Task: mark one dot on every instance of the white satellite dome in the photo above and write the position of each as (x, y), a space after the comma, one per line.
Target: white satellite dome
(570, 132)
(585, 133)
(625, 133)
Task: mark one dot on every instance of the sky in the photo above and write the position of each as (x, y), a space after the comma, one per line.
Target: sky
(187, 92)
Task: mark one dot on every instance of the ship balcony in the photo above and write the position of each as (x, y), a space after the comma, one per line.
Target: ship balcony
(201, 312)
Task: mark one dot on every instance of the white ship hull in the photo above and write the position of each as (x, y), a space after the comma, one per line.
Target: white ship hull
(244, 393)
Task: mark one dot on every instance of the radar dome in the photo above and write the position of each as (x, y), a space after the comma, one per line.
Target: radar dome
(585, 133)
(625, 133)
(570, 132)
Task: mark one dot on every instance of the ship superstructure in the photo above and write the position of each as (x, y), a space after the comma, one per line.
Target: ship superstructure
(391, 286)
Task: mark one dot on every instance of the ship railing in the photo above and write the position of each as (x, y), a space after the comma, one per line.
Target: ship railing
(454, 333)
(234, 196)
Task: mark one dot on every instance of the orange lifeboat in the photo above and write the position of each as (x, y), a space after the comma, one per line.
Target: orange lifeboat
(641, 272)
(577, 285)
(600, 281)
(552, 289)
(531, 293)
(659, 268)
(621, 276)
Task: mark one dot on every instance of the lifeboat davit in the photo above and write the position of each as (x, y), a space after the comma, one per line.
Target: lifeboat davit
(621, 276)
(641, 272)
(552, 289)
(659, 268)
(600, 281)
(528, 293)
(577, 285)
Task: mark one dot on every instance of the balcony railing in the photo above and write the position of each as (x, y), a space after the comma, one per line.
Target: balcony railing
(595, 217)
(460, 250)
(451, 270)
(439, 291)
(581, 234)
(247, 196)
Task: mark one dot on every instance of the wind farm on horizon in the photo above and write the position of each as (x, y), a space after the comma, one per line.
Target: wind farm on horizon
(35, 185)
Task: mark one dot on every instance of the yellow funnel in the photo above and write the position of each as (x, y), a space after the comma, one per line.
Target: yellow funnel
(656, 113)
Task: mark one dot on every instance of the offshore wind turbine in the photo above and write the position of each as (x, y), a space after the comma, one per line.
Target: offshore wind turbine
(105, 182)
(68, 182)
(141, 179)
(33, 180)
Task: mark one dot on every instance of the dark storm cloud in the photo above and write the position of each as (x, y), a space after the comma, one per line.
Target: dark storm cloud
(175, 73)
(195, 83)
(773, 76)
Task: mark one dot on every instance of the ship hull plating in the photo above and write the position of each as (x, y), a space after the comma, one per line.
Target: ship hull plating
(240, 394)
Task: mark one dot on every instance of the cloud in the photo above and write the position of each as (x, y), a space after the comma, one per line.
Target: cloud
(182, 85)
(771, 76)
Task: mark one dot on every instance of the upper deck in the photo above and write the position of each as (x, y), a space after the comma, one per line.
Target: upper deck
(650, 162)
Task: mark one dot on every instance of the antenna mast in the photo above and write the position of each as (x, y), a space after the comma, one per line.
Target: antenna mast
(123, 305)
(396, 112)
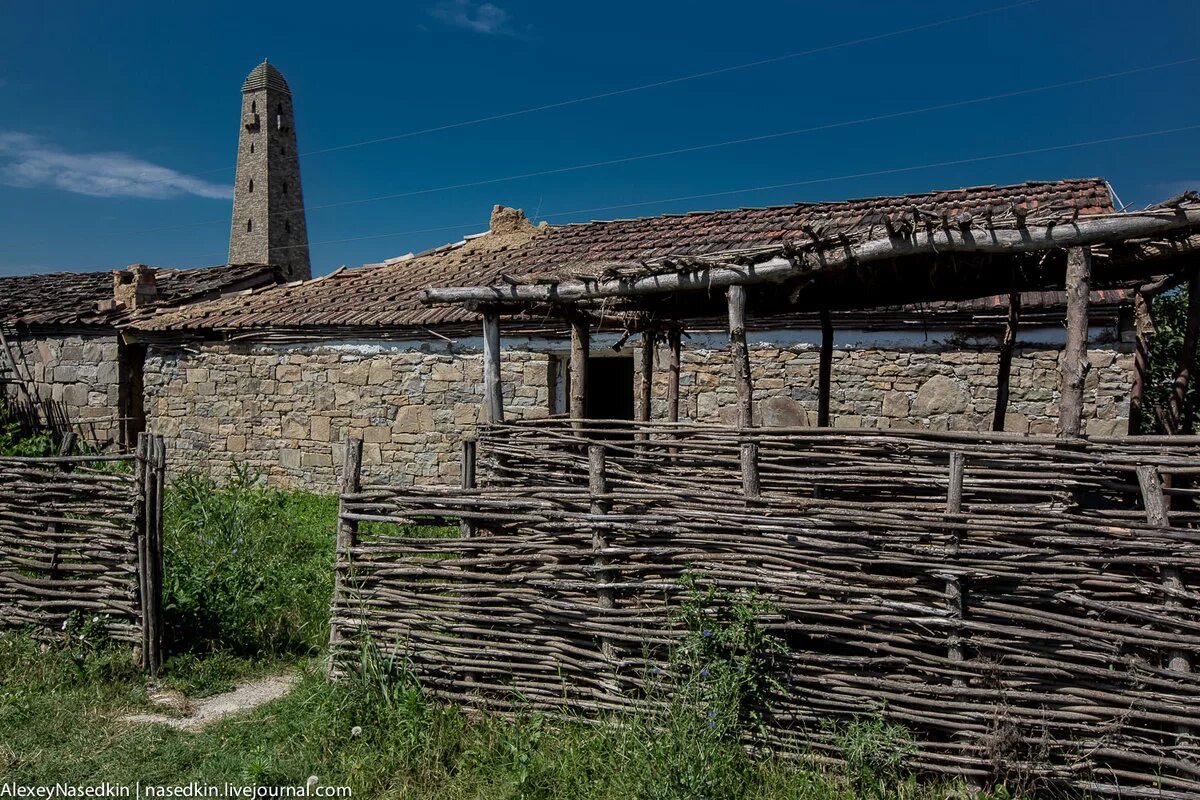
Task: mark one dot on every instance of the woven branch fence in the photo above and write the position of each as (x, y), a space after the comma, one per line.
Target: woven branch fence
(1025, 606)
(83, 535)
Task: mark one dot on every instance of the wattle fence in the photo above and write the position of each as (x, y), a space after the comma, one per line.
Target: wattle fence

|---|

OBJECTIVE: Copy out the whole listing above word for word, leaving out the pictures.

OUTPUT:
Task: mark one dot on every instance of the white satellite dome in the photo above and write the position of each as (x, y), a space after the comma, one per line.
Target: white satellite dome
(570, 132)
(585, 133)
(625, 133)
Task: mark one dot on every instance of the sky in the photo above and write the position of each as (x, y), a space after the comma, one per line.
Target: sky
(187, 92)
Task: mark one dot on every instance of the ship balcony in the photo above and write the position of each as (x, y), a space after the comma, one per line.
Target: ship balcony
(201, 312)
Task: mark one dot on every instance of the white ship hull in the photo above and write the position of each as (x, y), a space after the comma, one per line.
Target: white ship hull
(244, 393)
Task: mark one dot on every instance of the radar dome in the photo above and write the position of each as (x, y), a space after the comma, one per line.
Target: radar dome
(585, 133)
(625, 133)
(570, 132)
Task: mark one dot on every instance of the ship superstructure in the photo above and write the position of each as (x, y), a space after the comma, one per line.
Target: ship superstructure
(391, 286)
Task: mark one dot on every instance of the ship railing in the photo above and write the position of each as (x, y), a space after the comma, one per line.
Target: ship railing
(454, 333)
(234, 196)
Task: mark one dot on every instance of the orange lifeboat in the photo above and write the position of each as (x, y), a space after the comma, one per line.
Target: orange lifeboat
(641, 272)
(577, 285)
(600, 281)
(552, 289)
(531, 293)
(659, 268)
(621, 276)
Task: mark one dot on every instance of the lifeboat davit in the photo above and write the position of each as (x, y), a space after the comma, one per line.
Target: lifeboat davit
(621, 276)
(641, 272)
(552, 289)
(659, 268)
(600, 281)
(528, 293)
(577, 285)
Task: mark one dot on every instance of the balcony railing in the photo above and write the position of each as (x, y), a space after the comma, one per line.
Target: balcony railing
(595, 217)
(460, 250)
(451, 270)
(439, 291)
(581, 234)
(247, 196)
Task: mark one dot on every instance of the wind farm on horizon in the photo above and write the position of each as (x, y), a space after the comma, one per line.
Target: wind farm on horizon
(35, 185)
Task: mark one dot on every instance of the yellow funnel in the photo above and write the position of each as (x, y), a space after the comma, one per line.
Target: yellow funnel
(656, 113)
Task: mark one dot on every instance of the offshore wind turbine in the photo above and write the position of each as (x, y), a space after the comma, one per line.
Target: offshore wind turbine
(105, 182)
(68, 182)
(141, 179)
(33, 180)
Task: mark one dot on every instance of the dark storm cloud in the photo above and write the position of each as (x, y), a space after the comma, one per line.
Target: dark storm cloud
(175, 73)
(195, 83)
(773, 76)
Task: mark one dot on every instance of the ship hull plating in the photo above and write the position of each as (x, y), a space after the comma, one per line.
Target: ship hull plating
(240, 394)
Task: mark one dot on every instance of the cloud in the photo above and write the position of each as (x, y), a space after the comma, one per line.
Target: cloud
(182, 85)
(771, 76)
Task: mark one dot on every instance of the upper deck in the photo above and write the position of each as (x, y), a space after the comma, one per line.
Target: upper deck
(650, 162)
Task: mark one dot on every instance of the antenna mast in the photo above and write the position of each as (x, y), a space after the comma, one per line.
Target: antenna mast
(123, 305)
(396, 112)
Task: mark one dot on every instance of the woven branch fence in the photo above and write the position of each as (x, y), a space after the comma, one per line.
Target: woven branch fence
(1025, 606)
(83, 535)
Task: mark one dot on every instance of the wattle fence in the photo above and write the position of each as (x, y), a space after the comma, one per line.
Target: wattle fence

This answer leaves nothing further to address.